§ **The task**
The records below should be written out again, exactly.

##########

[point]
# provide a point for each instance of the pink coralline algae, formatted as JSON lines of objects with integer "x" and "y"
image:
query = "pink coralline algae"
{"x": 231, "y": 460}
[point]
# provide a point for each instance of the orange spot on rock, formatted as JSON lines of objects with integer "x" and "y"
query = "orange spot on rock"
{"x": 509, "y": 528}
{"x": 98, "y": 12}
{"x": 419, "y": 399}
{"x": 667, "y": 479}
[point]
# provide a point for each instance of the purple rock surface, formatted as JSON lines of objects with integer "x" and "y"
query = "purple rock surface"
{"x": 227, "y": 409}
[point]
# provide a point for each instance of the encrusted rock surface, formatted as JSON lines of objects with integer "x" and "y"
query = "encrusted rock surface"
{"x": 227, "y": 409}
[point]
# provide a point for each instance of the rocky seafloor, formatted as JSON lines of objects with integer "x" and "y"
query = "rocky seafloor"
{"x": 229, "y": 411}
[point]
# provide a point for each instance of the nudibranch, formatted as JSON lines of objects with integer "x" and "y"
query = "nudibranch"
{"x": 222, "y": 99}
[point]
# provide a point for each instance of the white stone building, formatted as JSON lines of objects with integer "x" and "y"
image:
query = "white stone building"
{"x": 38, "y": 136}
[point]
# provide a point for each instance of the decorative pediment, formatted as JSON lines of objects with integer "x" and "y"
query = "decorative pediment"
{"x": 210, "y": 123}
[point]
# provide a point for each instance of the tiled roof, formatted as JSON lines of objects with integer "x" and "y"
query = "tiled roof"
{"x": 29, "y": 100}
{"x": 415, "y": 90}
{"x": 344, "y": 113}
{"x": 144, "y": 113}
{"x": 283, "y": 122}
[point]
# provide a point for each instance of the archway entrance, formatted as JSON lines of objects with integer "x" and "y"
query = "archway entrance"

##########

§ **Task output**
[point]
# provide a point for each instance of the pink coralline algae, formatted as JSON lines of objects with integer "x" and "y"
image:
query = "pink coralline algae"
{"x": 231, "y": 460}
[point]
# provide a point for each instance of the orange spot on rock, formatted as JSON lines of objects with integer "x" and "y"
query = "orange spot on rock"
{"x": 509, "y": 528}
{"x": 98, "y": 12}
{"x": 419, "y": 399}
{"x": 667, "y": 479}
[point]
# provide a point for each instance of the purple rock surface, formatted as JSON lines of objects with integer "x" and "y"
query = "purple rock surface"
{"x": 227, "y": 409}
[point]
# provide a point for each instance of the encrusted rock surface, formatted as JSON lines of objects with integer "x" and "y"
query = "encrusted rock surface"
{"x": 227, "y": 409}
[point]
# provide a point for each instance of the rocky seafloor, formatted as JSON lines of objects with integer "x" and "y"
query = "rocky seafloor"
{"x": 229, "y": 411}
[point]
# provide a point for each instance of the nudibranch, formatted as JSON lines of objects with integer "x" and "y"
query = "nudibranch"
{"x": 222, "y": 99}
[point]
# provide a point for each instance of the white stone building, formatted as JSON lines of objects with integer "x" and "y"
image:
query = "white stone building"
{"x": 38, "y": 136}
[point]
# provide a point for each instance of the decorative pediment, formatted as JSON lines of objects with integer "x" and "y"
query = "decorative pediment"
{"x": 210, "y": 123}
[point]
# provide a point for each instance of the tiled roof, formatted as JSON lines of objects with integer "x" and "y"
query = "tiled roof"
{"x": 29, "y": 100}
{"x": 415, "y": 90}
{"x": 344, "y": 113}
{"x": 144, "y": 113}
{"x": 283, "y": 122}
[point]
# provide a point for each instance of the archway entrance, formatted as JSON lines of objects with integer "x" and "y"
query = "archway entrance"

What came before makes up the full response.